_WORK TO DO_
Turn the data below into a Markdown table with the columns Entry and Content. Give each line its own row with a row number, and leave out blank lines.

#### DATA FOR THE TASK

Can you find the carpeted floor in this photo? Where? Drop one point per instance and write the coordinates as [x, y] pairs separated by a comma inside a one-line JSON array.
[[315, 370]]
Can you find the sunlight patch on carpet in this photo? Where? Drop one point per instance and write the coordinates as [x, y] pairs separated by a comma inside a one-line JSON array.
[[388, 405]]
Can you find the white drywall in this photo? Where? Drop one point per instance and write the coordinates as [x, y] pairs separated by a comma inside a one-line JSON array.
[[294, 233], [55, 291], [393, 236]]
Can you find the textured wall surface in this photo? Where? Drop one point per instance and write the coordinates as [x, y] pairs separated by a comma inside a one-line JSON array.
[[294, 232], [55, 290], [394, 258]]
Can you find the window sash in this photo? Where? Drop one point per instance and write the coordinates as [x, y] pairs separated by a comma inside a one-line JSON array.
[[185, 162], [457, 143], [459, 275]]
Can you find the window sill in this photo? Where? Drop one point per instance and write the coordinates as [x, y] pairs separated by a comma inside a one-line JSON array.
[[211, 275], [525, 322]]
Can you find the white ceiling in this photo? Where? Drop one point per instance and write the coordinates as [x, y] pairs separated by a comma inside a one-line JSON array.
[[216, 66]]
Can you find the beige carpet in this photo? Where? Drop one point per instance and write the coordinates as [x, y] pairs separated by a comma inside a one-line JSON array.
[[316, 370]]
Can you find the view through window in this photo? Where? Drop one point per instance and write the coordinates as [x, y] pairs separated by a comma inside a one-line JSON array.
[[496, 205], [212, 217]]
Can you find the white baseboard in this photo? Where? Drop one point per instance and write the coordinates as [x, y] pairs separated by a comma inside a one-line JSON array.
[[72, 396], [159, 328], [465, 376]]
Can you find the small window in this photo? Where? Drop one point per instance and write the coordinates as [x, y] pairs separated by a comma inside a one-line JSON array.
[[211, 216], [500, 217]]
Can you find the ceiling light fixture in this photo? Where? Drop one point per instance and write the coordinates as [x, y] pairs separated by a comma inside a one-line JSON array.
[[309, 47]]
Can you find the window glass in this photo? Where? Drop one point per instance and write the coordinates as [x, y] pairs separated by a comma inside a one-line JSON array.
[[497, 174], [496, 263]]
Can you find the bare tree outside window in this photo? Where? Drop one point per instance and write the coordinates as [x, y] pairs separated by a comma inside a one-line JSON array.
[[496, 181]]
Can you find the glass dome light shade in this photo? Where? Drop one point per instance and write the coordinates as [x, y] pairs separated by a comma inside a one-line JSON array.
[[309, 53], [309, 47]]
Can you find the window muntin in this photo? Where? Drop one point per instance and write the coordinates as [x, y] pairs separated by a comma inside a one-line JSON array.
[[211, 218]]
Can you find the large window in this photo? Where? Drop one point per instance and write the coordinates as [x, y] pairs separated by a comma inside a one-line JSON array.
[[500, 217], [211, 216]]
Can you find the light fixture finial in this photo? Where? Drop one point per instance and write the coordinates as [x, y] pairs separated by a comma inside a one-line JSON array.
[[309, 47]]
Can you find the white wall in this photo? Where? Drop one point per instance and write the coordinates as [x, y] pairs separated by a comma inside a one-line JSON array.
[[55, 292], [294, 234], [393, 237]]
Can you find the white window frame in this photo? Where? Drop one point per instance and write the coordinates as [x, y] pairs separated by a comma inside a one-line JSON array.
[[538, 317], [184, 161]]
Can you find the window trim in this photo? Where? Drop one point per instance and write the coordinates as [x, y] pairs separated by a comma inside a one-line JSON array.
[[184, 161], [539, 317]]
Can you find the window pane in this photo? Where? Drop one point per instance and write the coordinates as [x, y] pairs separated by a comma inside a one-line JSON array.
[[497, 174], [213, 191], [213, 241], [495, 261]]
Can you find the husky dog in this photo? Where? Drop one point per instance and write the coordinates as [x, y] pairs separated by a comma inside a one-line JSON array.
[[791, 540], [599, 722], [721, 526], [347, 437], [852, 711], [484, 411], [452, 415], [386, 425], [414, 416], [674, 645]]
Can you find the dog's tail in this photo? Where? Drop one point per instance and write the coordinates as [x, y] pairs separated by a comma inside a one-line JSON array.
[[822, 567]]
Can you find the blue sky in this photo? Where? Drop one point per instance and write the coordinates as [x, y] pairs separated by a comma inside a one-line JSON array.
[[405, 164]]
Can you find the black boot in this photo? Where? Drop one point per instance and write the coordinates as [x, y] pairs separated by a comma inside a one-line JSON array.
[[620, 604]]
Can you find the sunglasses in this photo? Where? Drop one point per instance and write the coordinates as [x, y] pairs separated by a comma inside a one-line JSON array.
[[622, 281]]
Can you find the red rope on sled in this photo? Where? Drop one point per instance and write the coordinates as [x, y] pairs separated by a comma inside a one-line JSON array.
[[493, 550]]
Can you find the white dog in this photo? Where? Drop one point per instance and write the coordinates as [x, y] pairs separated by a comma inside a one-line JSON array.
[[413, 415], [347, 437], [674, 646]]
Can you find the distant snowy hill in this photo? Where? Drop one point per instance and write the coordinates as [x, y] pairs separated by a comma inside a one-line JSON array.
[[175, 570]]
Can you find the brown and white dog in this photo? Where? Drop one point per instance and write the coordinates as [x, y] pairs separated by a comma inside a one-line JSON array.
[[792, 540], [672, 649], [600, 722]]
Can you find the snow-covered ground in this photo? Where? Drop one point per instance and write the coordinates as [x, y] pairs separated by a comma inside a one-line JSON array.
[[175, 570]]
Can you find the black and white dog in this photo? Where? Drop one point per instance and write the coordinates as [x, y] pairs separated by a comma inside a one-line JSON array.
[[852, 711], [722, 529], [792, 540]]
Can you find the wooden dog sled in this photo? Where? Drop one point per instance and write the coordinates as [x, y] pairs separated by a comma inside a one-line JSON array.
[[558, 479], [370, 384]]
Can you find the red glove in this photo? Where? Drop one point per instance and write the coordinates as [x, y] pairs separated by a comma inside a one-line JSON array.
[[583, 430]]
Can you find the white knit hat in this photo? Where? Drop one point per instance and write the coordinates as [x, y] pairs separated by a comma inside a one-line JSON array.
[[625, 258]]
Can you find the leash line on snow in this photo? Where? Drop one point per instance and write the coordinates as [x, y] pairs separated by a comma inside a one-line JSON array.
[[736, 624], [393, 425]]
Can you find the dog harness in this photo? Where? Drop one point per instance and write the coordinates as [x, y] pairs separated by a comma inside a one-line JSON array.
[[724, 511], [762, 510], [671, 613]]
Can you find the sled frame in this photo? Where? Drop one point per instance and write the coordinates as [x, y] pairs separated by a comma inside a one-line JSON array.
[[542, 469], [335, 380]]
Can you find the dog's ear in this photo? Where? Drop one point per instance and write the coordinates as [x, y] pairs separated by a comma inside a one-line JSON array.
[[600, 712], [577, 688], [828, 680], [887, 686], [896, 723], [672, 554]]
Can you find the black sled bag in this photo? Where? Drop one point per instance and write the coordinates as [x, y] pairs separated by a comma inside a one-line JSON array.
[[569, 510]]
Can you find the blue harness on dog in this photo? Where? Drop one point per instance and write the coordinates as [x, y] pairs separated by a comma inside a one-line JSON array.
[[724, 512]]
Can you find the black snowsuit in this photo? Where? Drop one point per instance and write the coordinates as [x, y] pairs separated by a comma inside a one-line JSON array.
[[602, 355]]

########

_WORKED SOLUTION_
| Entry | Content |
|---|---|
| 1 | Can you find the carpeted floor in this photo? Where? Drop one point per instance and write the coordinates as [x, y] pairs separated by a comma inside a one-line JSON array. |
| 2 | [[315, 370]] |
| 3 | Can you find the sunlight patch on carpet in this photo? Where? Drop one point per instance and write the coordinates as [x, y] pairs separated by a comma inside a one-line JSON array. |
| 4 | [[388, 405]] |
| 5 | Can you find the white drywall in this photo? Where? Drop one point per instance and write the coordinates as [x, y] pairs separated by a comma inside a one-line JSON array. |
| 6 | [[294, 233], [55, 291], [393, 236]] |
| 7 | Can you find the textured wall surface in this photo? Where? Drop one point per instance and write the coordinates as [x, y] pairs separated by a comma inside a one-line JSON array. |
| 8 | [[294, 232], [55, 290], [394, 258]] |
| 9 | Can you find the window sash in this photo? Where? Drop one point per instance and write the coordinates as [x, y] pairs separated by a comma inside a one-line JSON array. |
| 10 | [[185, 162], [457, 143], [459, 275]] |
| 11 | Can you find the window sill in this photo? Where? Drop one point per instance and write the coordinates as [x, y] pairs separated by a comma inside a one-line JSON array. |
| 12 | [[211, 275], [525, 322]] |
| 13 | Can you find the white ceiling in this photo? Where? Drop one point per instance and write the coordinates as [x, y] pairs separated by a comma inside a one-line JSON array. |
| 14 | [[216, 66]] |
| 15 | Can you find the beige carpet in this photo? Where? Drop one point per instance and write the coordinates as [x, y] pairs separated by a comma inside a one-line JSON array. |
| 16 | [[316, 370]] |
| 17 | Can you find the view through window in this photo? Where? Drop one point per instance and write the coordinates as [x, y] pairs separated by a comma inside a one-line JSON array. |
| 18 | [[496, 205], [212, 217]] |
| 19 | Can you find the white baseboard in this photo? Where? Drop one point per instance and write the coordinates as [x, y] pairs separated by a comma inside a one-line JSON array. |
| 20 | [[72, 396], [159, 328], [465, 376]] |
| 21 | Can you find the small window in this photo? Where? Drop one point per instance and write the coordinates as [x, y] pairs separated by a comma inside a one-line JSON array. |
| 22 | [[211, 216], [500, 217]] |
| 23 | Can you find the ceiling light fixture in this photo? Where? Drop one point per instance and write the coordinates as [x, y] pairs separated by a comma inside a one-line JSON array. |
| 24 | [[309, 47]] |
| 25 | Can you find the window glass in this photo? Where? Drop one point per instance and write the coordinates as [x, y] pairs separated by a comma inside a one-line JSON array. |
| 26 | [[497, 174], [496, 263]] |
| 27 | Can you find the bare tree outside window in this photo? Where? Drop one point per instance and write the coordinates as [x, y] pairs separated by a comma inside a one-line JSON array. |
| 28 | [[496, 181]] |
| 29 | Can you find the glass dome light shade in this photo? Where? Drop one point per instance and write the coordinates as [x, y] pairs separated by a comma inside a one-line JSON array. |
| 30 | [[309, 53], [309, 47]] |
| 31 | Can you find the window muntin in this photo? Where? Drop one point per instance and write the coordinates as [x, y] pairs separated by a comma inside a one-line JSON array. |
| 32 | [[211, 218]] |
| 33 | Can you find the large window in this photo? Where? Drop one point per instance and write the coordinates as [x, y] pairs separated by a comma inside a one-line JSON array. |
| 34 | [[500, 217], [211, 216]] |
| 35 | Can you find the light fixture finial in this photo? Where? Drop one point per instance and write the coordinates as [x, y] pairs separated by a comma inside a one-line JSON array. |
| 36 | [[309, 47]] |
| 37 | Can you find the white wall in this photo? Where? Drop one point per instance and write the coordinates as [x, y] pairs separated by a comma inside a one-line JSON array. |
| 38 | [[55, 292], [294, 234], [393, 237]] |
| 39 | Can you find the white window frame in this photo? Where? Drop one point per instance and write the coordinates as [x, y] pairs separated by a comma inside a one-line JSON array. |
| 40 | [[538, 317], [184, 161]] |
| 41 | Can you find the window trim in this photo? Where? Drop one point per instance and write the coordinates as [x, y] pairs separated by a comma inside a one-line JSON array. |
| 42 | [[184, 161], [539, 317]] |
| 43 | Can you find the window pane in this photo? Where? Drop one point per instance and write the coordinates as [x, y] pairs separated by a comma inside a one-line JSON array. |
| 44 | [[497, 174], [213, 191], [213, 241], [495, 261]] |
| 45 | Can you find the husky dog in this photo? Where? Drop one point per instance and write the coordinates as [x, y] pairs separated by a comma inside a one-line JSON array. |
| 46 | [[791, 540], [599, 722], [721, 526], [347, 437], [852, 711], [484, 411], [452, 415], [386, 425], [414, 416], [674, 645]] |
| 47 | Can you find the dog's tail in this photo? Where? Drop one point per instance and write the coordinates as [x, y] pairs separated by a comma inside a one-line JSON array. |
| 48 | [[822, 567]] |
| 49 | Can you find the blue sky in this photo? Where? Drop one point per instance and write the coordinates as [x, y] pairs separated by a comma inside a one-line JSON array. |
| 50 | [[405, 164]] |
| 51 | Can you find the black boot in this photo? Where? Drop one point per instance and write the coordinates as [x, y] pairs separated by a comma inside a one-line JSON array. |
| 52 | [[620, 604]] |
| 53 | Can you find the sunglasses in this photo? Where? Drop one point per instance and write the coordinates as [x, y] pairs separated by a comma inside a one-line JSON array. |
| 54 | [[622, 281]] |
| 55 | Can you find the red rope on sled in this photo? Where? Drop one point per instance and write the coordinates as [x, y] pairs separated by a comma inside a one-line JSON array. |
| 56 | [[493, 550]] |
| 57 | Can you find the white dog in this photo? Where? Drop one point per instance and write the coordinates as [x, y] pairs separated by a comma inside a one-line JSON array. |
| 58 | [[413, 415], [347, 437], [674, 646]] |
| 59 | Can you find the distant snowy hill in this photo? Where? Drop one point per instance and write the coordinates as [x, y] pairs separated by a comma inside a one-line JSON array. |
| 60 | [[175, 570]] |
| 61 | Can you find the brown and white dog in this photo? Where? Drop one point per instance and write the coordinates as [x, y] pairs separated by a comma inside a one-line JSON array. |
| 62 | [[792, 540], [672, 649], [600, 722]] |
| 63 | Can you find the snow-covered ground in this photo? Where? Drop one point per instance and write the coordinates as [x, y] pairs separated by a comma inside a one-line JSON array. |
| 64 | [[175, 570]] |
| 65 | Can you find the black and white dog in this photo? Where? Drop one point per instance and write the coordinates as [x, y] pairs separated by a comma inside a one-line JSON array. |
| 66 | [[852, 711], [722, 529], [792, 540]] |
| 67 | Can you find the wooden dog sled in this photo? Where? Drop one point per instance and write the coordinates as [x, y] pairs separated by a comma inside a one-line JSON array. |
| 68 | [[558, 479], [370, 384]] |
| 69 | Can you find the red glove in this photo? Where? Drop one point per instance and write the coordinates as [x, y] pairs separated by a comma inside a one-line JSON array. |
| 70 | [[583, 430]] |
| 71 | Can you find the white knit hat in this photo? Where? Drop one point per instance and write the coordinates as [x, y] pairs separated by a comma inside a one-line JSON array. |
| 72 | [[625, 258]] |
| 73 | Can you find the leash line on snow in this photo? Where? Drop one point per instance and write the coordinates as [x, y] pairs separated by a comma inside a one-line JSON array. |
| 74 | [[736, 624], [393, 425]] |
| 75 | Can you find the dog harness in this photo? Where? Drop one point per instance and write the coordinates as [x, y] pairs separated by a comma inside a one-line JSON array. |
| 76 | [[724, 511], [762, 510], [671, 613]] |
| 77 | Can you find the sled frame in this photo? Where? Drop one point per instance and write the coordinates as [x, y] pairs separated by a comma inside a one-line JSON array. |
| 78 | [[542, 469], [335, 380]] |
| 79 | Can you find the dog's ear in this photo? Where? Drop one point per instance and write the coordinates as [x, y] pairs separated by a comma inside a one-line JSON array. |
| 80 | [[600, 712], [577, 688], [828, 680], [887, 686], [896, 723], [672, 554]] |
| 81 | Can you find the black sled bag in this photo? Where? Drop one point per instance and write the coordinates as [x, y] pairs separated by a comma inside a one-line JSON array. |
| 82 | [[569, 510]] |
| 83 | Can you find the blue harness on dog in this photo? Where? Drop one point per instance and write the coordinates as [x, y] pairs separated by a comma inside a one-line JSON array. |
| 84 | [[724, 512]] |
| 85 | Can you find the black snowsuit in this photo? Where? Drop one point per instance and write the coordinates as [x, y] pairs separated by a comma inside a one-line JSON array. |
| 86 | [[602, 355]] |